* **你的任务**
请把阅读材料中以“总结：技术/软件的发展”开头的那段话改写得更简短，保留其主要事实。

Spark笔记01

介绍了Spark的特点，历史
介绍了Spark的安装
介绍了Spark的局限性
介绍了Spark的基本工作原理
演示了一个Hello World例子
演示了一个Initiation例子

Source

Spark是大数据学习的一个常用框架，很重要。下面就对以前曾经上过的课程做一个总结回顾。

（注：本文源自Pluralsight上的课程Apache Spark Fundamentals，By Justin Pihony。）

https://app.pluralsight.com

Why Spark?

Features

Fast
Easy to code

Hadoop v.s. Spark

Hadoop usually works with other framework together like Stream, Hive, HBase, etc to perform complex tasks.
Spark includes everything in one bucket, is a unified platform for Big Data.

History of Spark

2004 -> MapReduce
2006 -> Hadoop
2009 -> Spark
2016 -> Spark 2.x

总结：技术/软件的发展是螺旋上升式的。04年MapReduce概念被提出，06年出现Hadoop，之后又出了各种支持性的package，这时候可以说是大数据的野蛮生长时期。
之后Spark出来，把常用的功能整合一下集成在自家平台，就像当年Spring干的事一样。因为好用，性能也不错，于是大家都喜欢用。

Why not Spark?

大数据是现在新兴的一个热点，但是实际上并不是所有场景都适用大数据的解决方案（Hadoop，Spark）。在使用之前，我们需要好好想一想：Do We Really Need Big Data Solution？
下面介绍三篇文章，列举了Spark/Big Data的局限性。

For Big Data, Moore’s Law Means Better Decisions这篇文章说，数据量的增长已经超过了摩尔定律，光光是使用big data processing工具并不行，我们还得更加聪明得对于有效数据进行选择，使用抽样等方式缩小需要处理得数据量。

https://amplab.cs.berkeley.edu/for-big-data-moores-law-means-better-decisions/

Don't use Hadoop - your data isn't that big这篇文章说，Hadoop虽然很强大，但是局限性也很多，用起来没有SQL或者Python Script顺手，如果数据量在5TB一下，没有必要使用Hadoop。

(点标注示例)
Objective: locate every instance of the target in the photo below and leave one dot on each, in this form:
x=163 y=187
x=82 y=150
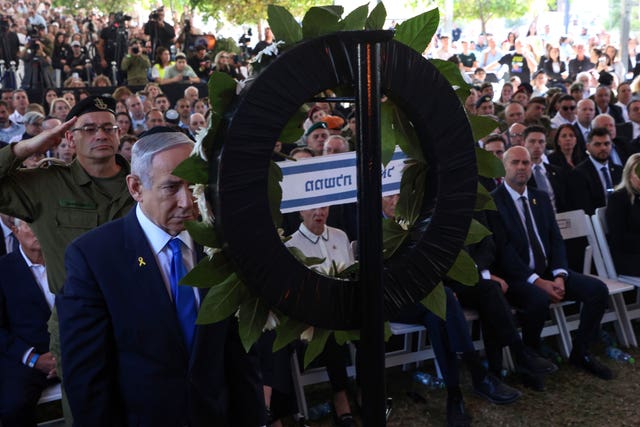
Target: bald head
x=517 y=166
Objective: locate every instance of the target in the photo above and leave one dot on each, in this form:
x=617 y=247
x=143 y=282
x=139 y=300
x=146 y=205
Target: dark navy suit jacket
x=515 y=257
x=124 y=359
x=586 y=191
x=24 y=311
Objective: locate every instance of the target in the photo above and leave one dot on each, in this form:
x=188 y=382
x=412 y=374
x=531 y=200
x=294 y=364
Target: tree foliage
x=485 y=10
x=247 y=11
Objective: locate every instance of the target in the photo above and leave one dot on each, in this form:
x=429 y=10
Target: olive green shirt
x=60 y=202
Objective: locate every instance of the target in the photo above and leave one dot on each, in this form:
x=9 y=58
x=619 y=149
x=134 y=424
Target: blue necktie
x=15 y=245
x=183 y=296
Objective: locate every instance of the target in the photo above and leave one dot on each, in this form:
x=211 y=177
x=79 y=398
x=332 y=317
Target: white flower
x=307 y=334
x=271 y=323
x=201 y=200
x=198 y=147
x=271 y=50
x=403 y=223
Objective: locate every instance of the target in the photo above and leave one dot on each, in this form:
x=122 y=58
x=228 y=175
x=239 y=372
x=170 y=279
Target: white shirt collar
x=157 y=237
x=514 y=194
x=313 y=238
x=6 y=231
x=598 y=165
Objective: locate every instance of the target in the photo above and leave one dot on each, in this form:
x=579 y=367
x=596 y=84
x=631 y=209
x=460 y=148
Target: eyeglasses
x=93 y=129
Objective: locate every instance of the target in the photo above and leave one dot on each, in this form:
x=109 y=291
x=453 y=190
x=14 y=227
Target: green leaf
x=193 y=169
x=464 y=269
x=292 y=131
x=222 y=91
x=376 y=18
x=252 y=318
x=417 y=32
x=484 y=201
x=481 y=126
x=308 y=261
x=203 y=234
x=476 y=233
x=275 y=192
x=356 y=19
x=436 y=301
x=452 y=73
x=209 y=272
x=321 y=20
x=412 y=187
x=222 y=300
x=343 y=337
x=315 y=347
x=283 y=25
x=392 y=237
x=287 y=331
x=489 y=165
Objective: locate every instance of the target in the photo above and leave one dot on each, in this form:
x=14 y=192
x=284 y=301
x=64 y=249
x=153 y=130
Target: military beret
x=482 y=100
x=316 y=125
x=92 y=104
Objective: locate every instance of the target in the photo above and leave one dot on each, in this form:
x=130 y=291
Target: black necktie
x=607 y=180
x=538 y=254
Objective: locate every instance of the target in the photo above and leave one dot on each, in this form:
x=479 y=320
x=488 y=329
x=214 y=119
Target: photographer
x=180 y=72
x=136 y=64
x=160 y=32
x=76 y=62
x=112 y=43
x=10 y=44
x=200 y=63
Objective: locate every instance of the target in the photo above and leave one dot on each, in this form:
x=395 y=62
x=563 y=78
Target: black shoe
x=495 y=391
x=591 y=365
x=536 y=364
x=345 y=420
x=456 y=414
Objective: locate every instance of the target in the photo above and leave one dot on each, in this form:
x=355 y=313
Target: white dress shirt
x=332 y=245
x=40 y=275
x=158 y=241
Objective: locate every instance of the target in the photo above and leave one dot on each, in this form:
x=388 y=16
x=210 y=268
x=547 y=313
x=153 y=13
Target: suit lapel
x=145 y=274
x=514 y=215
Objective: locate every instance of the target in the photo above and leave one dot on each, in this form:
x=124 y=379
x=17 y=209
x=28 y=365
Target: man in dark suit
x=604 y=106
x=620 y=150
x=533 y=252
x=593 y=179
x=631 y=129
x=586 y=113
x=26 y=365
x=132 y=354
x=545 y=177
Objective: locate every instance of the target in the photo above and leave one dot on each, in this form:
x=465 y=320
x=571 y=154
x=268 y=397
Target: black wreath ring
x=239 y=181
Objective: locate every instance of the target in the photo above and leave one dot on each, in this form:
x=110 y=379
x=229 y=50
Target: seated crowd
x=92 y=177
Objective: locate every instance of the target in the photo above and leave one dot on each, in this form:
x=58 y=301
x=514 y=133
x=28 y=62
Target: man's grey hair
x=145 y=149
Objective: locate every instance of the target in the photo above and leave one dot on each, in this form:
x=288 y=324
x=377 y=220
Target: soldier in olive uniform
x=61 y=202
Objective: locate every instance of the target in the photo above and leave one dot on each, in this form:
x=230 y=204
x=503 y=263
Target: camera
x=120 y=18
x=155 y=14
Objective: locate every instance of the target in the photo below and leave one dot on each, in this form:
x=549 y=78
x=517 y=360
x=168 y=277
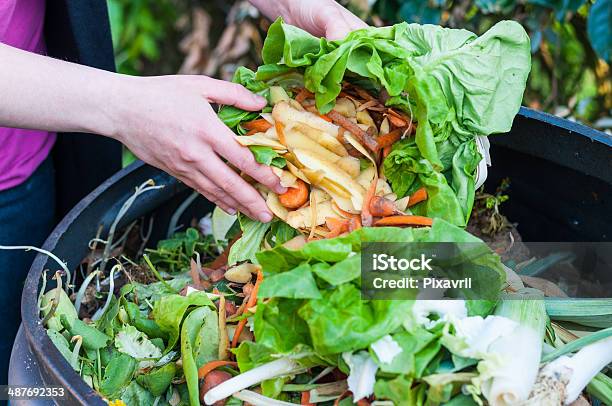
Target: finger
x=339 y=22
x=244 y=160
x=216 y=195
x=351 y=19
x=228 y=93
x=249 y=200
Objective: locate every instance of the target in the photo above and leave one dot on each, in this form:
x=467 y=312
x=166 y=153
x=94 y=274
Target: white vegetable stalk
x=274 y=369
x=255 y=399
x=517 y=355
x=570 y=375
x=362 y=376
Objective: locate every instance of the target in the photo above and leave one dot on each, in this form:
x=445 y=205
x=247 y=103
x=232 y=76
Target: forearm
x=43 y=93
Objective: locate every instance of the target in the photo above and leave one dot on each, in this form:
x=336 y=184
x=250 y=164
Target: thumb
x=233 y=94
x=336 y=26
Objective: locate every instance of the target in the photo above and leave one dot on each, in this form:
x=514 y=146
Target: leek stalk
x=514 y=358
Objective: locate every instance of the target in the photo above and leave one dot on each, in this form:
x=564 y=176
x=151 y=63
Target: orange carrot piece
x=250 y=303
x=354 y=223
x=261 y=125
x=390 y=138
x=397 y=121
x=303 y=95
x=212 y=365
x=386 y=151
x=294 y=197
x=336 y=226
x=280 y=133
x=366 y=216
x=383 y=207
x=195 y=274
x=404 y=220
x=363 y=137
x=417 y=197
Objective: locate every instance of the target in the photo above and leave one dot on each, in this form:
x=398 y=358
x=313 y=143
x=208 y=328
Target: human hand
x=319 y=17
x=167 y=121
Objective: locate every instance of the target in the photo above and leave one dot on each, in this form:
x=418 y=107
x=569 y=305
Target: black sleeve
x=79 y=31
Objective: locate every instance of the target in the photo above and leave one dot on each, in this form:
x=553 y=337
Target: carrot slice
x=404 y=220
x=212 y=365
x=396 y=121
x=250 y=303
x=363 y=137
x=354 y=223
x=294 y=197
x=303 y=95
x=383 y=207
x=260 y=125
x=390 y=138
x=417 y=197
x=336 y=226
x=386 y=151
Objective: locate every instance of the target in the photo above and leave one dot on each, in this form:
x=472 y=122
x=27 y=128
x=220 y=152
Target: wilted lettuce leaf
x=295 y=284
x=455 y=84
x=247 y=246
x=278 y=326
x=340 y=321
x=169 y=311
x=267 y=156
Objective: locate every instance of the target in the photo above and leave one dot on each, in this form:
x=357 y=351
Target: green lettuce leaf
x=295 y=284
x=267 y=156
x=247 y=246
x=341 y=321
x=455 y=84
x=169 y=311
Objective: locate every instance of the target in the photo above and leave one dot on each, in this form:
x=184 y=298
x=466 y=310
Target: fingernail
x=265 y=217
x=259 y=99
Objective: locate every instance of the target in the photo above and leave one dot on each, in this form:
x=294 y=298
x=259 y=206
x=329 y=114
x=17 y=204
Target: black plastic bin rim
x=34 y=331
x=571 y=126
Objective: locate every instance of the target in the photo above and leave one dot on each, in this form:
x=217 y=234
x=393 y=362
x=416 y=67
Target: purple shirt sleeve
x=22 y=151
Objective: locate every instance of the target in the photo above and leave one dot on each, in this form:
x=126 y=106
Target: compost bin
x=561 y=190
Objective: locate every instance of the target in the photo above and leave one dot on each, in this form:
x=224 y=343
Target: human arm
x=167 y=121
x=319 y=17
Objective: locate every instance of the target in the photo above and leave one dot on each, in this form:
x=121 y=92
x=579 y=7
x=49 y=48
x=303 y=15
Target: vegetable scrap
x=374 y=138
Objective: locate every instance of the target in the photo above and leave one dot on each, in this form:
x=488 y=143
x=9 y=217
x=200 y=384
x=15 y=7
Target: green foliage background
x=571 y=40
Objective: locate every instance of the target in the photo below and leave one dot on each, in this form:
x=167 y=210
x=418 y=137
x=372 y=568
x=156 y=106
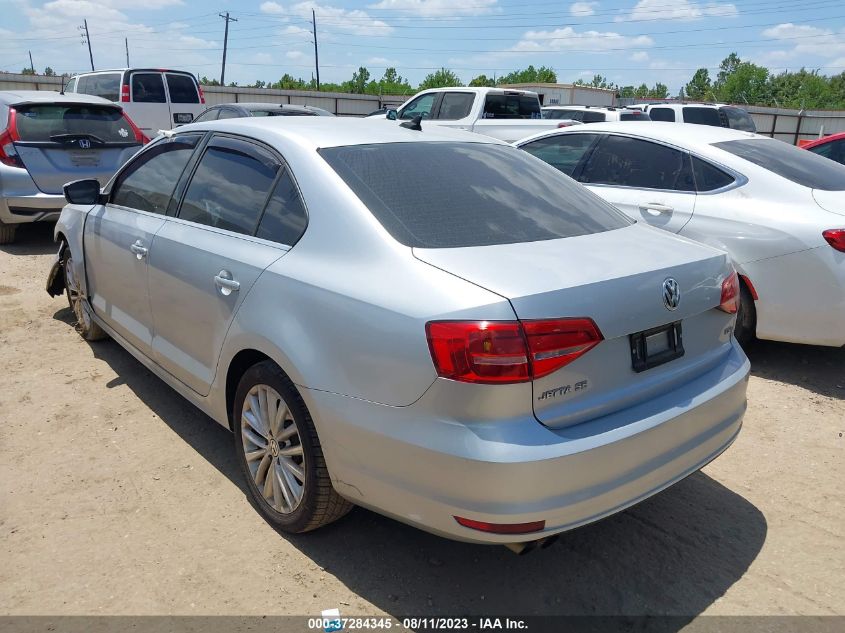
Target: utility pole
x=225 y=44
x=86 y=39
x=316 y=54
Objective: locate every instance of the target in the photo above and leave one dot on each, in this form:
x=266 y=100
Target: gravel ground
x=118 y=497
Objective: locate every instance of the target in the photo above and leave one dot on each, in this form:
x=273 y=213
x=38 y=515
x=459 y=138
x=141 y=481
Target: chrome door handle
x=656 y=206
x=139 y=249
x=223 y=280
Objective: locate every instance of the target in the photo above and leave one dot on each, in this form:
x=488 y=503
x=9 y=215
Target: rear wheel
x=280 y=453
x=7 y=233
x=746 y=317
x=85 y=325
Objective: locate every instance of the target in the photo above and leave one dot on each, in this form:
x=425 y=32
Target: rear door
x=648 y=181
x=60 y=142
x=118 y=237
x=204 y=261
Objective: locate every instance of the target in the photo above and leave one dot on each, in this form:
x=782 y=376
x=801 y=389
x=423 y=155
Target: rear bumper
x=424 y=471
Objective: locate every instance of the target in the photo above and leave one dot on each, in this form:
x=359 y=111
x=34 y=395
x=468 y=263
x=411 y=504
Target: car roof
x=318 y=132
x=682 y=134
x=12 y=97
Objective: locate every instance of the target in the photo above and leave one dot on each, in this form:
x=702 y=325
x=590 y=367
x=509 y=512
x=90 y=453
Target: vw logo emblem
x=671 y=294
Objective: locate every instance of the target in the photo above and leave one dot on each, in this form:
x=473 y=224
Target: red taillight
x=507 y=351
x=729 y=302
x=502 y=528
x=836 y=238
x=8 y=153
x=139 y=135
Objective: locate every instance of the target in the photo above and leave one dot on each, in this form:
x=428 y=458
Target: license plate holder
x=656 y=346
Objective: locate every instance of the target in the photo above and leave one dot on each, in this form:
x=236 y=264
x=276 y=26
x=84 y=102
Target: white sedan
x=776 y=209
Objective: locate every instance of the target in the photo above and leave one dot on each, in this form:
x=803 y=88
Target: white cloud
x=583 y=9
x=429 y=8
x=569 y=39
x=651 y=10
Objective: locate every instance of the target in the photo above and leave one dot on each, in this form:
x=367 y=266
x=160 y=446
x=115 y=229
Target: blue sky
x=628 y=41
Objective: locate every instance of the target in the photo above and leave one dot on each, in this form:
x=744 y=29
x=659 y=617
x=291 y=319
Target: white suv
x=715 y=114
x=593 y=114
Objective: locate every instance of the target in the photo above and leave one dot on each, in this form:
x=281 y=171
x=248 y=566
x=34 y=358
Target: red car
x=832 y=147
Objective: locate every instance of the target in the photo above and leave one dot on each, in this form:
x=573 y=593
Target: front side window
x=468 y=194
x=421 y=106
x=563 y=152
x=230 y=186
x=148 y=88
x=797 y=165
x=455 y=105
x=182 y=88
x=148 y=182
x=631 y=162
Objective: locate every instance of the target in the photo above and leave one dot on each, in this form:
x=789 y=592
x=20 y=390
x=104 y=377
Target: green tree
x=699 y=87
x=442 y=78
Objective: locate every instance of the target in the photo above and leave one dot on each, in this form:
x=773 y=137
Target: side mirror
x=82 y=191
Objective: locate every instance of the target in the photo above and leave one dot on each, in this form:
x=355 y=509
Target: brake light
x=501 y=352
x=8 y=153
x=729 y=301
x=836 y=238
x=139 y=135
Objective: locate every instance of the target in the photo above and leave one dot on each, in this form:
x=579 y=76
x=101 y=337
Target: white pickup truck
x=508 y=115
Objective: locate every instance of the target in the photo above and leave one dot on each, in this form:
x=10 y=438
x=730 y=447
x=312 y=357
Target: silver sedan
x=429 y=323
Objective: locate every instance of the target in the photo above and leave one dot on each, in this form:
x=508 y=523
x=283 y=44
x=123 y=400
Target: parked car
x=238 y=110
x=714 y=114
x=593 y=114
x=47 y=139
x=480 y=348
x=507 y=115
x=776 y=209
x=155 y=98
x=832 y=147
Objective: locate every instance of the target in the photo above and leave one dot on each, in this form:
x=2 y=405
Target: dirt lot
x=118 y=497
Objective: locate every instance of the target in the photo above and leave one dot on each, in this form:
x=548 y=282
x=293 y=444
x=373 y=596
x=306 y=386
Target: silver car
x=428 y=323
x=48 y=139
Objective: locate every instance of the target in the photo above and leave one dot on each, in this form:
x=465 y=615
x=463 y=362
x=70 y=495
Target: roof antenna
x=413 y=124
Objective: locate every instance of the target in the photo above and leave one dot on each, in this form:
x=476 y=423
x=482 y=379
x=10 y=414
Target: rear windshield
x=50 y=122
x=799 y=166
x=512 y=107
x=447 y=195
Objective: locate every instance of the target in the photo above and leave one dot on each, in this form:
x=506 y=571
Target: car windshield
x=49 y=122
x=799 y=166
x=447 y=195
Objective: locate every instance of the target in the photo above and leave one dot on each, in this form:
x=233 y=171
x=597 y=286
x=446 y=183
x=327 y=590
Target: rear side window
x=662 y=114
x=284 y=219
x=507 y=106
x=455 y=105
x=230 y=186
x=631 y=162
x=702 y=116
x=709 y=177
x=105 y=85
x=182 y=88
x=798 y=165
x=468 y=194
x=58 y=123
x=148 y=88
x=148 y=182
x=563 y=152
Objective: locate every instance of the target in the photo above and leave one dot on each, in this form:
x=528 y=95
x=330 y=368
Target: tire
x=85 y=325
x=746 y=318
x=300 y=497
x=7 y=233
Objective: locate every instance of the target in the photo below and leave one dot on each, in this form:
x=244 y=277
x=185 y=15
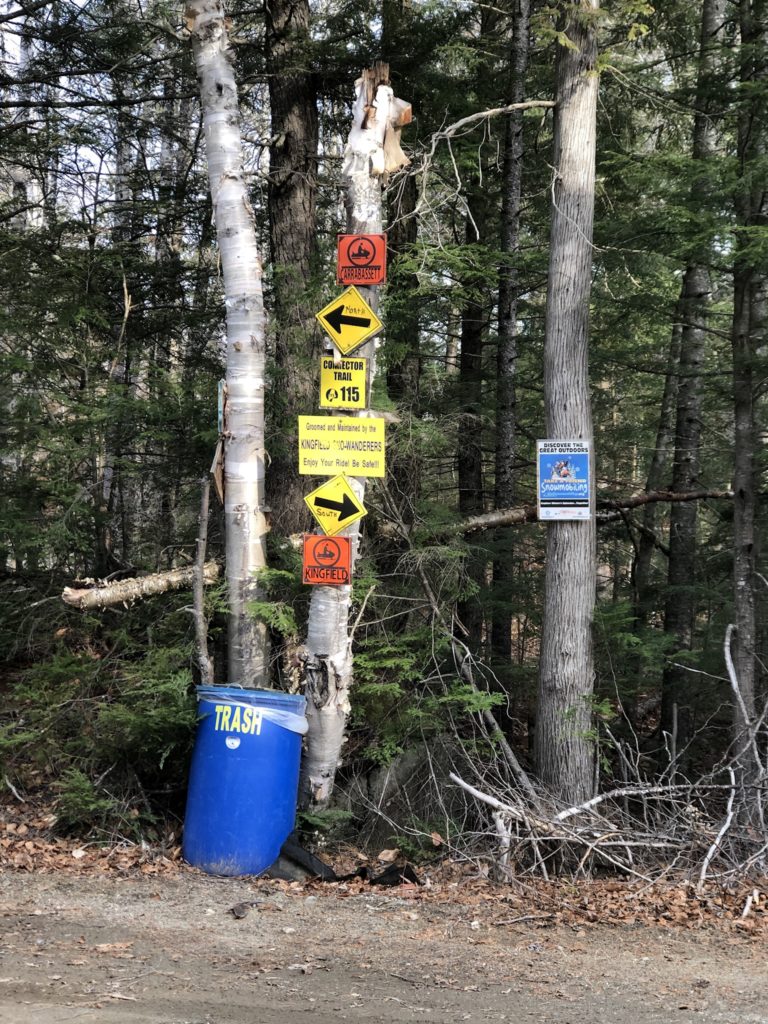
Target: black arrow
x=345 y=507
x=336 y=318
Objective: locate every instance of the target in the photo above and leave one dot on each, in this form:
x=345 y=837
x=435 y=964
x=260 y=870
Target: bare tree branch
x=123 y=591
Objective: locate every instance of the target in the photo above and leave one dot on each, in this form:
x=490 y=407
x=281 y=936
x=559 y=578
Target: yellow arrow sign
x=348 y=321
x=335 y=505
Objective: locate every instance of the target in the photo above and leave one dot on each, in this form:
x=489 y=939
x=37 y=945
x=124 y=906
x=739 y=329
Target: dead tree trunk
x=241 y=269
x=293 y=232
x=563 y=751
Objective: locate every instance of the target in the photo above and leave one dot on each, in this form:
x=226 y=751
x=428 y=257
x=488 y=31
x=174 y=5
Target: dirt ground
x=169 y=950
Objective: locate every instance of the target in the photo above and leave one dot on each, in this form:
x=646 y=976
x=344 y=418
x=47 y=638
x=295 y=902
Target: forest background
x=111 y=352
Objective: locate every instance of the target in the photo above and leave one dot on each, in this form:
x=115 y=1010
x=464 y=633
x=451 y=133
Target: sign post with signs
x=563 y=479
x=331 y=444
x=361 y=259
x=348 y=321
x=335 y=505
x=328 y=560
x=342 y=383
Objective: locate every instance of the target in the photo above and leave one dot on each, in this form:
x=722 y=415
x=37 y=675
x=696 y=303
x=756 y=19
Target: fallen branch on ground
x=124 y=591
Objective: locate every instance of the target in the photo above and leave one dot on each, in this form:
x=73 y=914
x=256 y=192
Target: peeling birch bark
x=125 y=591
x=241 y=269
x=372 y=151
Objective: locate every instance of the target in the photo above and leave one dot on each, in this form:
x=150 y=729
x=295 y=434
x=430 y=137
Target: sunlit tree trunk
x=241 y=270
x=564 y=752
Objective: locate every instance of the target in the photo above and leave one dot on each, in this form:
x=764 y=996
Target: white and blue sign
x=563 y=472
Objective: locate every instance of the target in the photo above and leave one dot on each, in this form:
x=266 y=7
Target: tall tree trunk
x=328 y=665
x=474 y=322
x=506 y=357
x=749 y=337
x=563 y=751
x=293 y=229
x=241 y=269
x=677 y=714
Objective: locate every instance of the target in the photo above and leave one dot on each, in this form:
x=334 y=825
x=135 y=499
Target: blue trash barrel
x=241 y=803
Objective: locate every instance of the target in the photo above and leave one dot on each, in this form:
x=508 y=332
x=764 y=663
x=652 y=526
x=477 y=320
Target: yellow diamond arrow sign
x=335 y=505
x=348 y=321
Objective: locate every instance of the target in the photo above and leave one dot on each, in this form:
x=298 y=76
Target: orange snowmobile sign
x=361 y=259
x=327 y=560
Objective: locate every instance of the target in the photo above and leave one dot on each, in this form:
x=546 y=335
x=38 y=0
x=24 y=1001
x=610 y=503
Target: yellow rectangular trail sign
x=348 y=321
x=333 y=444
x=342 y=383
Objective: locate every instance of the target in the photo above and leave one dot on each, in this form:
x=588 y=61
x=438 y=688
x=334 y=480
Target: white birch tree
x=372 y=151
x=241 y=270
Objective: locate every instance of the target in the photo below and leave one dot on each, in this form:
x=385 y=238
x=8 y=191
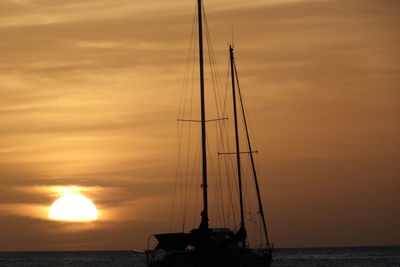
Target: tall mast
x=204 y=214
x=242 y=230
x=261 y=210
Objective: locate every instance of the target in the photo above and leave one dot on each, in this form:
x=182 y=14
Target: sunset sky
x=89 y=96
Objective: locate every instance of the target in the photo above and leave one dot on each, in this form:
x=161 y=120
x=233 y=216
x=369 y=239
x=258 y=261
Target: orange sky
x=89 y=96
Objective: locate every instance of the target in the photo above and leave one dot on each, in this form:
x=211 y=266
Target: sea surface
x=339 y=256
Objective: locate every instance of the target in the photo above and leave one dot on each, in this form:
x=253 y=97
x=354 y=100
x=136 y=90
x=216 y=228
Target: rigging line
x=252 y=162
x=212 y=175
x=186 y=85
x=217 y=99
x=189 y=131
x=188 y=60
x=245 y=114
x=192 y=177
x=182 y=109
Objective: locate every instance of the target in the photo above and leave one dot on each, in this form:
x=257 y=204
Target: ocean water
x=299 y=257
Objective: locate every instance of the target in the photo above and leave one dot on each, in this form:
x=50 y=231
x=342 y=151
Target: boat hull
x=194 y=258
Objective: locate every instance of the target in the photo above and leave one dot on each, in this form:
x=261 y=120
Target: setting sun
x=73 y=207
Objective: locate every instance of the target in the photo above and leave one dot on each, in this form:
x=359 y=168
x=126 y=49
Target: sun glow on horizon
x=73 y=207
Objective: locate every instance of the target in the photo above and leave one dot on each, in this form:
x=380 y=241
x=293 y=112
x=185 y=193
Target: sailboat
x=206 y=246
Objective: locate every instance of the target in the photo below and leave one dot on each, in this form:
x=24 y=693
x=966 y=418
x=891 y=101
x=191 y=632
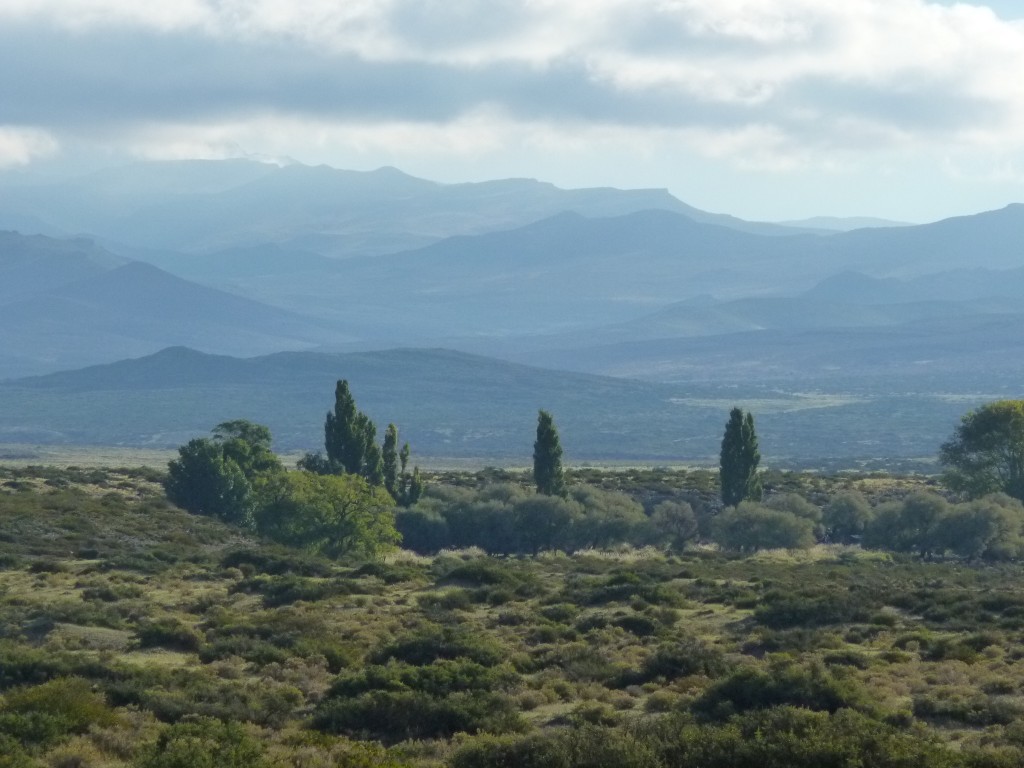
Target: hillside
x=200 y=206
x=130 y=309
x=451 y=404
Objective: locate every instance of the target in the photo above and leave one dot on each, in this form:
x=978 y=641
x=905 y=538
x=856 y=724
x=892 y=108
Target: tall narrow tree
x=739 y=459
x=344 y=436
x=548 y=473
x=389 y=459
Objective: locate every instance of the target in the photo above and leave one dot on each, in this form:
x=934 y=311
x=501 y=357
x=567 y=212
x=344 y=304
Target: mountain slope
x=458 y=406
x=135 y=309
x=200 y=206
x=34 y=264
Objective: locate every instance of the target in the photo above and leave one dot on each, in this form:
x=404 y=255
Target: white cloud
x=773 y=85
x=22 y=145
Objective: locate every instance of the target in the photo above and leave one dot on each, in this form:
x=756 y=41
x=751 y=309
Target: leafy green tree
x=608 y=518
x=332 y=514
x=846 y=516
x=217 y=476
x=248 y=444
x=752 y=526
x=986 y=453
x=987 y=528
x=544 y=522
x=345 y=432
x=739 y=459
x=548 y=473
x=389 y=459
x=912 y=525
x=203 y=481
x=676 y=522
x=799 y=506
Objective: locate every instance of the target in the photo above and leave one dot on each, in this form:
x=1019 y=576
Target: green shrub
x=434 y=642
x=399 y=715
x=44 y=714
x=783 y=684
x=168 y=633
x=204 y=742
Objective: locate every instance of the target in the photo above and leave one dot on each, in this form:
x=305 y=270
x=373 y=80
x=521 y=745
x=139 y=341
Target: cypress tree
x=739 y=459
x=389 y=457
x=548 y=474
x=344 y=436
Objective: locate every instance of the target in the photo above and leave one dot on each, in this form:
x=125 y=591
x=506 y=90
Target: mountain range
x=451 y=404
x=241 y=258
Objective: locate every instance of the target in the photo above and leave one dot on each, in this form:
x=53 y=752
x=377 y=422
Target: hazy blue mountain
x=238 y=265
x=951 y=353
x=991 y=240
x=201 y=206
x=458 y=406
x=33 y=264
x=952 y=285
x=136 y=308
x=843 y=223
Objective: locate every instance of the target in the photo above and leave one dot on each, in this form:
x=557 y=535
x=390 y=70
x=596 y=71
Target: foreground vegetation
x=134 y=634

* **本题答案**
技术/软件的发展呈螺旋上升。2004年提出MapReduce概念，2006年出现Hadoop，随后又出现各种支持性的package，这是大数据的野蛮生长期。之后Spark把常用功能整合进自家平台，类似当年Spring的做法。它好用，性能也不错，因此受到大家欢迎。